Exercise requirements
Set out the entries below as a Markdown table with two columns, Row and Entry line, giving each line its own numbered row and omitting any blank lines.

***** Provided information *****

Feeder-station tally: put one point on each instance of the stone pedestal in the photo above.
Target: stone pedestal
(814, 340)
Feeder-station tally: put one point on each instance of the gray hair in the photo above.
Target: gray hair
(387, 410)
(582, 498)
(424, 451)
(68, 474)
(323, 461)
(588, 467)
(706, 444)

*****

The completed task
| Row | Entry line |
|---|---|
| 1 | Feeder-station tally: put one point on each instance of the stone pedestal in the photo above. |
| 2 | Target: stone pedestal |
| 3 | (814, 340) |
| 4 | Feeder-station tally: put one point on each instance of the gray hair in the photo above. |
| 5 | Target: gray hair |
| 6 | (387, 410) |
| 7 | (582, 498) |
| 8 | (424, 451) |
| 9 | (68, 474) |
| 10 | (323, 461) |
| 11 | (588, 467) |
| 12 | (706, 444) |